[To do]
Present the lines below as a numbered list, omitting any blank lines.

::: Listing

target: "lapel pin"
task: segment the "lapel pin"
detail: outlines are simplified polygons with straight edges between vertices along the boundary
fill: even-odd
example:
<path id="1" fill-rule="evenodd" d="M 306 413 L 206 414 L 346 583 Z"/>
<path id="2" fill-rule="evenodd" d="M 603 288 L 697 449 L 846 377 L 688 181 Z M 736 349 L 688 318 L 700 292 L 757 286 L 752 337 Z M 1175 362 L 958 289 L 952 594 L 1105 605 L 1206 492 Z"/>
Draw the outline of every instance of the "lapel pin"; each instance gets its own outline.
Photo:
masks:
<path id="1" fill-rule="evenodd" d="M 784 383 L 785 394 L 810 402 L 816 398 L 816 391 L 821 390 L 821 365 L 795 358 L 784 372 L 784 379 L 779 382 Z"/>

::::::

[Expected answer]
1. target: "lapel pin"
2. task: segment the "lapel pin"
3. detail: outlines are simplified polygons with straight edges between vertices along the boundary
4. fill: even-odd
5. example:
6. <path id="1" fill-rule="evenodd" d="M 306 413 L 206 414 L 346 583 Z"/>
7. <path id="2" fill-rule="evenodd" d="M 603 288 L 697 449 L 846 377 L 688 181 Z M 736 349 L 688 318 L 700 292 L 757 286 L 752 337 Z M 1175 362 L 958 289 L 952 594 L 1105 605 L 1206 492 Z"/>
8. Draw the outline of every instance of the "lapel pin"; each instance gets its own outline.
9. Photo:
10. masks:
11. <path id="1" fill-rule="evenodd" d="M 784 383 L 785 394 L 810 402 L 816 398 L 816 391 L 821 390 L 821 365 L 795 358 L 784 372 L 784 379 L 779 382 Z"/>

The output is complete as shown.